SOURCE PASSAGE –
Don't look back in anger....

More than four billion people world wide, according to reports, watched the funeral of the late Queen Elizabeth II. The spectacle was history in the making and has a profound philosophical inference, writes Chris White for EU Today.

The Queen has been a unifying force within the United Kingdom and Northern Ireland, the Commonwealth and nations outside of that global institution.

The question now is: What next? As Queen Elizabeth II once pointed out quoting that other British hero Winston Churchill as saying “the further you look back the further you can see into the future”. Certainly the world has entered a new era but perhaps the loss of Queen Elizabeth II is not the end of British influence around the world.

The first big question for Britain and, wait for the explanation, Europe is whether the United Kingdom and Northern Ireland will remain united. Why is that an issue for Europe? First and foremost it is a question of defense. Also the economic futures of both EU countries and the UK are closely linked.

Relations between Britain and the EU have led to trade problems affecting both but, especially the British economy with the new UK Prime Minister having to admit that the anticipated trade deal with America is “a long way off”. Europe and the UK are much more interdependent than many politicians seem to recognise. Indeed, while at the UN summit in America official statements highlight that Prime Minister Liz Truss has agreed with President Macron to resolve problems related to Channel crossings that arose after Brexit.

In assessing this point it is important to note that the United States economy is at an historic low. Things may change but talks between President Joe Biden and Prime Minister Liz Truss are reportedly unlikely to change transatlantic relations between the two countries.

Then there is the situation involving the EU itself. Is Sweden about to go extreme right or as described by popular terminology “fascist”? Likewise Italy as seems extremely likely? The so-called far right leaders of Germany have reportedly visited Ukraine in order to win electoral support for their cause which appears far more significant then many calculate. Hungary is reportedly lacking democratic values and reports suggest much the same of Poland and other member states.

What does all this suggest about the future of the European Union in terms of political unity? Whatever the answer to that question there is, perhaps, one significant issue on the agenda that could give cause for hope. The proposition promoted by President Emmanuel Macron - himself caught in his recent election between the far right and the far left - is the creation of a “European Political Community”.

The term ‘political’ has seriously negative vibes, as stated above. Downing Street or for clarity Prime Minister Liz Truss, officially wants to see more detail about the summit due to be held in Prague in early October before the UK commits to attending. According to reports the idea proposed by President Macron would be a “new space” for co-operation in which, he suggests, security, energy and transport as well as the movement of people could be discussed.

Object point labels –
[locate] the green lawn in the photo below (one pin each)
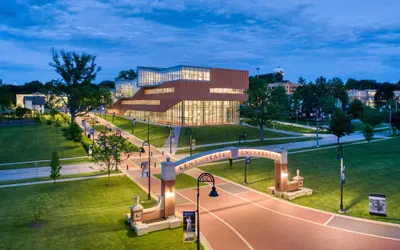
(35, 142)
(223, 133)
(370, 168)
(184, 181)
(61, 177)
(249, 144)
(158, 134)
(84, 215)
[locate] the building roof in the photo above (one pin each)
(36, 100)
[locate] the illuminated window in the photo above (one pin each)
(226, 91)
(141, 102)
(159, 91)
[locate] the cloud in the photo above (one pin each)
(350, 38)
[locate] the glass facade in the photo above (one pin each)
(148, 76)
(159, 91)
(193, 113)
(124, 89)
(226, 91)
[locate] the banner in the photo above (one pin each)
(377, 204)
(189, 226)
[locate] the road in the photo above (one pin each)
(25, 173)
(242, 218)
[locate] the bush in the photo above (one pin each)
(38, 205)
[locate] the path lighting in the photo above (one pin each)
(204, 177)
(342, 176)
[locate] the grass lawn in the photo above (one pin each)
(223, 133)
(158, 134)
(249, 144)
(35, 142)
(184, 181)
(370, 168)
(45, 164)
(61, 177)
(84, 215)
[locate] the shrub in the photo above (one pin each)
(38, 205)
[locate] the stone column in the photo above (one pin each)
(168, 187)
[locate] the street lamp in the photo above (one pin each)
(204, 177)
(190, 138)
(342, 176)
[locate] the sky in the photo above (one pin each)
(309, 38)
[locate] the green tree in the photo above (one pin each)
(55, 166)
(340, 124)
(356, 108)
(368, 132)
(105, 153)
(259, 107)
(38, 205)
(371, 116)
(126, 75)
(73, 133)
(78, 71)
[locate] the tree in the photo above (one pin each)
(356, 108)
(38, 205)
(126, 75)
(107, 152)
(340, 124)
(396, 120)
(368, 132)
(258, 103)
(301, 80)
(20, 112)
(73, 133)
(55, 166)
(77, 72)
(371, 116)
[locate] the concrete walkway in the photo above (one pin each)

TASKS TO COMPLETE –
(1) Put the entries into a numbered list, starting at the line that contains "[locate] the green tree" and ending with the last entry, and leave out any blank lines.
(2) Write a continuation of the article on Britain and Europe after the Queen's death, picking up after its final sentence.
The article on Britain and Europe after the Queen's death and the entries are separate pieces of material.

THE RESULTS –
(1)
1. [locate] the green tree in the photo above (one pin each)
2. (55, 166)
3. (340, 124)
4. (356, 108)
5. (368, 132)
6. (105, 153)
7. (259, 107)
8. (38, 205)
9. (371, 116)
10. (126, 75)
11. (73, 133)
12. (78, 71)
13. [locate] the tree in the photo above (one pin each)
14. (356, 108)
15. (38, 205)
16. (126, 75)
17. (107, 152)
18. (340, 124)
19. (396, 120)
20. (368, 132)
21. (258, 103)
22. (301, 80)
23. (20, 112)
24. (73, 133)
25. (55, 166)
26. (77, 72)
27. (371, 116)
28. [locate] the concrete walkway in the photo above (one pin each)

(2)
The Macron proposal appears to be a design to allow Ukraine to participate in EU affairs prior to the years it may take for them to be able to join the EU proper. What has to be remembered in this context is the fact that the UK prior to joining the European Economic Community was a leading member of the small but economically significant European Free Trade Association.

Thereby lies the rub. The UK may well be positioning for that end again. Liz Truss has stated that she intends to talk to President Volodymyr Zelensky. Would such talks cover the idea of a new trade organisation between the EU and outside countries but focused on UK rather than French structural arrangements? Given the tremendous victory that we may be about to see perhaps Ukraine would anyway shrink from becoming merged in political terms in the EU run from Brussels.

The short term response to that question is fraught with problems but with European “states” veering principally to the far right but also to the extreme left what price political unity within the EU? There is another factor according to President Erdogan of Turkey following tasks with Russian President Vladimir Putin, if the reports are to be believed Putin wants to end the Ukraine war. That would leave Ukraine victorious but in serious need of economic help restructuring.

Let’s assume that sooner or later President Putin will leave office with Russia also needing help economically. Perhaps a new post Putin Russia, or what is left of it allowing for further territorial departures as suggested in the media, would be keen to join the “European Political Community” that, incidentally, former Prime Minister Boris Johnson also claims credit for suggesting implying that the UK does have a serious interest in the project.

Such a scenario could see perhaps the development of a much smaller EU of politically conjoined states with a number of existing member states breaking their EU ties to join the new economic rather than political community including both Ukraine, Russia and the United Kingdom.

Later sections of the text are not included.